What is being asked: Reproduce the rows below in full, changing every "Tag each instance" to "Mark every instance" and leaving everything else as it is.

The records:
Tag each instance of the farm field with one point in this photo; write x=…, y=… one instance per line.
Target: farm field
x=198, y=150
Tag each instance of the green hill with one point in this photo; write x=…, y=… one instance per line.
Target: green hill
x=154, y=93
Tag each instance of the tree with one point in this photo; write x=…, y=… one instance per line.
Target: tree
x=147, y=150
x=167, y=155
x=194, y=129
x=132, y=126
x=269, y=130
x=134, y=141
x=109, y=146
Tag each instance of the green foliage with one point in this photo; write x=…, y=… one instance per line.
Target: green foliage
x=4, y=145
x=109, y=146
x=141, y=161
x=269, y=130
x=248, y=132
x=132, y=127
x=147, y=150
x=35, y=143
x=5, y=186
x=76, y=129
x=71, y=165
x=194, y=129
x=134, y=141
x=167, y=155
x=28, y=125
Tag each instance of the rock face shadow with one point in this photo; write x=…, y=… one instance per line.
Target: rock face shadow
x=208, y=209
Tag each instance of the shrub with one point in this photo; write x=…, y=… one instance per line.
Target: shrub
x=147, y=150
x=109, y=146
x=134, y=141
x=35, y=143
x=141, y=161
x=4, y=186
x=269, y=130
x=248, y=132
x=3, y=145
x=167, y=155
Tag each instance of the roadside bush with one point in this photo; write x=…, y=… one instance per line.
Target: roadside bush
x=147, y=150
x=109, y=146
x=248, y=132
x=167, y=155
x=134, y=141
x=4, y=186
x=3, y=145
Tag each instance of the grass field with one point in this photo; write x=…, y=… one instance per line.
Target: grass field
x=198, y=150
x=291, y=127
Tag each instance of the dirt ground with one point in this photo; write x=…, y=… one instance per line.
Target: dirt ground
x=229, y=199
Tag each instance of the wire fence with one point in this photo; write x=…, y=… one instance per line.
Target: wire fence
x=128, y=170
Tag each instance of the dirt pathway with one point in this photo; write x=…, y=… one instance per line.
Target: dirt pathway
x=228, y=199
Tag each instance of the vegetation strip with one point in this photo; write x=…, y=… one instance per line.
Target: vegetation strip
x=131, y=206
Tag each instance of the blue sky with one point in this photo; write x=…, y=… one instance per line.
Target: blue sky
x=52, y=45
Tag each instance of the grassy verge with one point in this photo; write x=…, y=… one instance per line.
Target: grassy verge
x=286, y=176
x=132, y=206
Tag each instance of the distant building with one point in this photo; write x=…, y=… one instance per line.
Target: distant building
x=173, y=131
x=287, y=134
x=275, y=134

Output for this exercise:
Mark every instance of the farm field with one point in this photo; write x=…, y=… one instance per line.
Target: farm field
x=198, y=150
Mark every instance of the green hill with one point in this photo; write x=…, y=… one instance per line.
Target: green hill
x=154, y=93
Mark every instance of the tree with one point in this photo; write x=…, y=… one instance per line.
Target: tree
x=147, y=150
x=167, y=155
x=194, y=129
x=132, y=126
x=269, y=130
x=134, y=141
x=109, y=146
Mark every instance of the green foliage with one point in this photo; write x=…, y=… one instance per line.
Target: green foliage
x=4, y=145
x=109, y=146
x=141, y=161
x=269, y=130
x=248, y=132
x=132, y=127
x=147, y=150
x=35, y=143
x=5, y=186
x=76, y=129
x=71, y=165
x=194, y=129
x=134, y=141
x=167, y=155
x=28, y=125
Mark every instance of the rock face shadow with one point in this photo; write x=…, y=… one instance per line.
Target: rock face shadow
x=208, y=209
Mark every instance of the shrub with one point in this photo; write x=…, y=… one instance per line.
Target: shrub
x=147, y=150
x=109, y=146
x=134, y=141
x=35, y=143
x=141, y=161
x=4, y=186
x=269, y=130
x=248, y=132
x=3, y=145
x=167, y=155
Mark every instance of the roadside bush with one point in this photo; write x=…, y=… one instance per line.
Target: roadside bush
x=147, y=150
x=109, y=146
x=248, y=132
x=167, y=155
x=134, y=141
x=4, y=186
x=3, y=145
Mark every instance of the grass field with one point in this photo; write x=…, y=… one instance per line.
Target: grass field
x=198, y=150
x=291, y=127
Mark every instance of the dirt ground with one point in this photo; write x=…, y=… one instance per line.
Target: dirt ground
x=229, y=199
Mark every instance of the wire fence with one point in this photo; write x=…, y=… one instance per line.
Target: wire fence
x=128, y=170
Mark every instance of the dirt pathway with one point in this photo; write x=…, y=… one instance per line.
Target: dirt pathway
x=228, y=199
Mark every instance of the vegetation strip with one point in this photo; write x=…, y=… one instance per line.
Target: vegetation strip
x=131, y=206
Mark every instance of the blue sky with one point in this photo; write x=…, y=… one instance per line.
Target: blue sky
x=52, y=45
Mark every instance of the grassy verge with one point in this photo; write x=…, y=… one instance per line.
Target: grassy verge
x=286, y=176
x=132, y=206
Mark every instance of the distant building with one point in this photo; write x=…, y=… one instance per line.
Target: distant building
x=173, y=131
x=287, y=134
x=275, y=134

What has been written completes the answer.